=== Article ===
-- start --

Sunday. 12. o clock. 29. Nov. 1795.
Bedford our Summons arrived this morning. the vessel goes Tuesday & when you receive this, I shall be casting up my accounts with the fishes.
Grosvenor you have my Will. if the ship founders or any other chance gives me sends me to supper — all my papers are yours. they are with my Mother part, & part with Edith. the relic-worship is founded upon human feelings & you will value them. there is little danger of accidents, but there can be no harm in these few lines. All my letters are at your disposal — but it would be right to return your brothers. & if I be drowned — do not you be surprized if I should pay you a visit. for if permitted, & if it can be done without terrifying or any ways injuring you I certainly will do it.
But I shall visit you in propria personâ in the summer.
Would you had been with me the 14th.  twas a melancholy day yet mingled with such feelings!
you will get a letter from Madrid. write you to Lisbon. I expect to find letters there, & the expectation will form the pleasantest thoughts I shall experience on my journey.

-- end --

=== Dataset entries ===
-- start --

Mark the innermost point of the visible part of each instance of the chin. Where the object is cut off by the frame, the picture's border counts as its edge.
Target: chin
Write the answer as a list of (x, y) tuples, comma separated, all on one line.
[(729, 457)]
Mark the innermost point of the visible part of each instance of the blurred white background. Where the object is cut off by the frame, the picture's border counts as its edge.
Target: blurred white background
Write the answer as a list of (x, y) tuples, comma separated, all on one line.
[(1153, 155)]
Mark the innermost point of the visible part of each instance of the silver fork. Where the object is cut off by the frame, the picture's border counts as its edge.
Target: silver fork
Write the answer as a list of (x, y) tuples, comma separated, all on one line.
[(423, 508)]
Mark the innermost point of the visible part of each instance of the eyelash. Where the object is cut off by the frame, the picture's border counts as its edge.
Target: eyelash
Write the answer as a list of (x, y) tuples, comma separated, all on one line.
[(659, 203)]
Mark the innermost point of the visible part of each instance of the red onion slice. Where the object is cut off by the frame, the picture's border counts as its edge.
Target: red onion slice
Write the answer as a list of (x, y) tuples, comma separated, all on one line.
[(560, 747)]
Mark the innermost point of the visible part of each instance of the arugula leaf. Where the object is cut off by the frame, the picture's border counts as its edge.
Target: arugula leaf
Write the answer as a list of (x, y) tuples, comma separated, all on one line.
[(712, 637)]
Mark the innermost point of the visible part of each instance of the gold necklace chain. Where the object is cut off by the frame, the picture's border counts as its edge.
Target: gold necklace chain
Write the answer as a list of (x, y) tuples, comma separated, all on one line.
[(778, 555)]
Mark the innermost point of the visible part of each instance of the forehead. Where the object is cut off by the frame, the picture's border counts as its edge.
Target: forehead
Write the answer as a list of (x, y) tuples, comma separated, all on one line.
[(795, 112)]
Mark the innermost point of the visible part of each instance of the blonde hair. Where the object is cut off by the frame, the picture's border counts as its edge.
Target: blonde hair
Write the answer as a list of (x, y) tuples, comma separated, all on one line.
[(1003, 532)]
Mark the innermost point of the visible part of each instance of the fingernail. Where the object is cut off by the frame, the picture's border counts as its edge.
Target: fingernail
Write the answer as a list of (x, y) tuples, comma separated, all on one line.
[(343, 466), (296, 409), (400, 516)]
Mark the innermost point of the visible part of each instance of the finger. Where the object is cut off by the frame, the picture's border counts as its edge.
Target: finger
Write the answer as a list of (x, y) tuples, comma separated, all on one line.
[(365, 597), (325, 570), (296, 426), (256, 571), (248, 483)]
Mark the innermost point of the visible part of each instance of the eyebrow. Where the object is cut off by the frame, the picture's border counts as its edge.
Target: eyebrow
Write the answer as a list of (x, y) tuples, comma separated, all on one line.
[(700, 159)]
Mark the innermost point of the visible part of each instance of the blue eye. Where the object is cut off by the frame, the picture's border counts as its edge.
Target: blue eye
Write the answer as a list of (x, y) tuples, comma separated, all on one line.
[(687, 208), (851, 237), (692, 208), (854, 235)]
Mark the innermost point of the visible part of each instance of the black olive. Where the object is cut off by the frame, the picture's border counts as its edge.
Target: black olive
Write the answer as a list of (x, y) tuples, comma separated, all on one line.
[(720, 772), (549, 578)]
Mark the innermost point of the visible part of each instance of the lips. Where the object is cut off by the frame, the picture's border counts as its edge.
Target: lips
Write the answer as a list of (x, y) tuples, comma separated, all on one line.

-- end --

=== Exercise details ===
Resume the 1795 letter about the coming sea voyage, picking up after its final sentence. These rows come from a separate source and are unrelated to the letter.

=== Right answer ===
I should like to find your Musæus  at Bristol on my return. if you will direct it to Miss E Fricker (heigh ho! Grosvenor.) at Mr Cottles High Street Bristol — he will convey it to her. & I believe next to receiving any thing from me, something for me & from my friend will be the most agreable occurrence during my absence. I give you this direction as it will be sure to reach her. Edith will be as a parlour boarder with the Miss Cottles (his sisters) two women of elegant & accomplishd manners. the eldest lived as governess in Ld Derbys  family xxx a little while — & you will have some opinion of them when I say, that they make even bigotry amiable. they are very religious, & the eldest (who is but t twenty three) wished me to read good books — the advice came from the heart — she thinks very highly of me, but fancies me irreligious because I frequent no place of worship & indulge speculations beyond reason.
God bless & prosper God bless & prosper you — & grant I may find you as happy on my arrival, as I hope & expect to be.
Falmouth. Monday evening.
Well Grosvenor. here I am waiting only for a wind. your letter arrived a few hours before me. that to Bath came <to> Nanswhyden.
I have seen Lord Butes Chaplain, Mr Maber who goes to Madrid with us. a useful rather than an agreable companion. my heart is sick at the thought of being so long without a friend. who is it says “thou knowest not
How sharper than a serpents tooth it is
To have a faithless friend — 
I recollect as I write that I am altering Lear. this reflection however springs from your [MS torn] my own feelings. I did take a viper to my bosom [MS torn] to injure me was like liking the file.
thank you for your verses. a few alterations would make it an excellent ode. Edith you will see & know & love. but her virtues are of the domestic order & you will love her in proportion as you know her. I hate your daffidowndilly women — aye & men too. the violet is ungaudy in its appearance, tho a sweeter flower perfumes not the evening gale —. tis equally her wish to see you. oh Grosvenor — when I think of our winter evenings that will arrive — & then look at myself arrayed for a voyage in an inn parlour! whilst to xxx xx xxxxxxxxxx xxxxxxx dry my eye I scarcely know whether the tear that starts into my eye proceeds from anticipated pleasure or present melancholy.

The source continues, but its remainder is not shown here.